Your objective:
Scan the lines below for "panel"; report the number of lines that contain it, and only that.

Data shown:
>>>>>

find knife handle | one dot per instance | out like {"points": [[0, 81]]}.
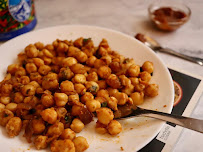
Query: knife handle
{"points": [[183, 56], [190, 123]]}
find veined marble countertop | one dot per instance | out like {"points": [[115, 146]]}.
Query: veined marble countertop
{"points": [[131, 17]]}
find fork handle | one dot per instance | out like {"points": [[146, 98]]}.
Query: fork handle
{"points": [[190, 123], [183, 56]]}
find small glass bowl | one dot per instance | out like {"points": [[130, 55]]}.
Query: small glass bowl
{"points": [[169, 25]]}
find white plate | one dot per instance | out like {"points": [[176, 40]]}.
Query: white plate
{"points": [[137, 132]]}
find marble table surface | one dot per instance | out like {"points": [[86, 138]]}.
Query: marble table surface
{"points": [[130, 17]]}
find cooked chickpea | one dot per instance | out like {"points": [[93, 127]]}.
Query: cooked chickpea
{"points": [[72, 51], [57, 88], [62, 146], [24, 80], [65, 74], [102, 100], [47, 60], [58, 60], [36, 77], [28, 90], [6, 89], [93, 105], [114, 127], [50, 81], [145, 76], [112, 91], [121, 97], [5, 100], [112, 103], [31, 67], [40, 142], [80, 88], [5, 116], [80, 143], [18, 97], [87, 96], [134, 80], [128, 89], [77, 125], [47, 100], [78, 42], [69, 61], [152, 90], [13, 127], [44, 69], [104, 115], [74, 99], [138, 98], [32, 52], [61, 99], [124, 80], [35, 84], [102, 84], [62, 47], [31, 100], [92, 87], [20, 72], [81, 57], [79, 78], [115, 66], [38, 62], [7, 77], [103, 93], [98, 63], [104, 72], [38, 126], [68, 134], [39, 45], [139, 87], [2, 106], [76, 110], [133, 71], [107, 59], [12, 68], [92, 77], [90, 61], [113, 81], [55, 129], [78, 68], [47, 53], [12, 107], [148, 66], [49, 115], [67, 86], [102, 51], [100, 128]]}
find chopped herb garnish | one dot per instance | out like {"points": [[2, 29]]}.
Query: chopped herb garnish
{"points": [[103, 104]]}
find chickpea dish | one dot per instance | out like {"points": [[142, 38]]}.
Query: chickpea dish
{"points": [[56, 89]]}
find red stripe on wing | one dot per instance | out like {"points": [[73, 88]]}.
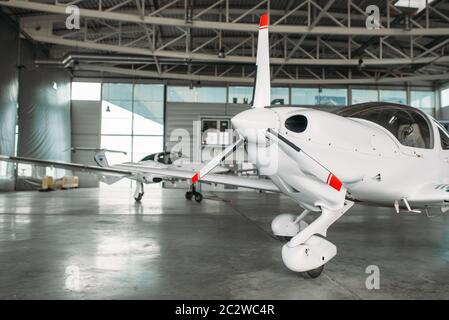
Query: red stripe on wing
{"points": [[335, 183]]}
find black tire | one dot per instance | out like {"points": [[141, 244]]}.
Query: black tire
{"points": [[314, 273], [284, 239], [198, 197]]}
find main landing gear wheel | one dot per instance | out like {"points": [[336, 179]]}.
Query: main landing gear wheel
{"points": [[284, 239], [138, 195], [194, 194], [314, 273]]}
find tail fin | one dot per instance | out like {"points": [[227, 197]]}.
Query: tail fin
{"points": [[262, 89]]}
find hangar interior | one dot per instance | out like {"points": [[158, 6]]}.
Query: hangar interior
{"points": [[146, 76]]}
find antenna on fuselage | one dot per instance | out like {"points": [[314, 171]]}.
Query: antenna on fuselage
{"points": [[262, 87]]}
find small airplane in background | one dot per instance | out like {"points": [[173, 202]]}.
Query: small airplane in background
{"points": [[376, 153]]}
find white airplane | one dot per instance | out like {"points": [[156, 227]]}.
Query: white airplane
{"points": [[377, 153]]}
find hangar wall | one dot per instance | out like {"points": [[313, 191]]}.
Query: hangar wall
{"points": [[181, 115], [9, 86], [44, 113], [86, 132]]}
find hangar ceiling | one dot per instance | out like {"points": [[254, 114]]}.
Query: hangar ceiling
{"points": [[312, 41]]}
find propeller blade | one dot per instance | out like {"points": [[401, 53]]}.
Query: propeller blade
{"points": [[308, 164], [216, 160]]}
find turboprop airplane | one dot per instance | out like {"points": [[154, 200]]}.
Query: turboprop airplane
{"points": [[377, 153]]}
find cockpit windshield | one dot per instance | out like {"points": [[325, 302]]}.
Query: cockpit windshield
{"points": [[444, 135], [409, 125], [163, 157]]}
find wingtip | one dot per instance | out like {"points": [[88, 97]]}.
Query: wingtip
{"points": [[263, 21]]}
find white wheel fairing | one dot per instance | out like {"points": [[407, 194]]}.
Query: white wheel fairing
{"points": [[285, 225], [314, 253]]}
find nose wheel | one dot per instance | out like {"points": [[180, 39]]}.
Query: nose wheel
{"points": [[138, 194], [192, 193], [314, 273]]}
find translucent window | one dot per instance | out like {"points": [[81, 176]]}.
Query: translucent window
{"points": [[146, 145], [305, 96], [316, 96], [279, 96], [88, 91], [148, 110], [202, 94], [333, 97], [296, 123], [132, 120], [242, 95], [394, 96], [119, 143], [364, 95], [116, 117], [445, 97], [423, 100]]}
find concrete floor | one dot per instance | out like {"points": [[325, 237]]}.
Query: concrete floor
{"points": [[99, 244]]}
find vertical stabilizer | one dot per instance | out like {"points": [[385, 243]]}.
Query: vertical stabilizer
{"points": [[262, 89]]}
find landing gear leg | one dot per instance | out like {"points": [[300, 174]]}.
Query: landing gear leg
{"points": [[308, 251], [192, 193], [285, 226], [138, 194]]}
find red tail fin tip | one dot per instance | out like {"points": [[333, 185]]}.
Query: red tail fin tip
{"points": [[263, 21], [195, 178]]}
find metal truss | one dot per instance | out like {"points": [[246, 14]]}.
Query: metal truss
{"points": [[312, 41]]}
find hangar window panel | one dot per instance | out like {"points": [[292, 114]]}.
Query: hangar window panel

<<<<<

Solution below:
2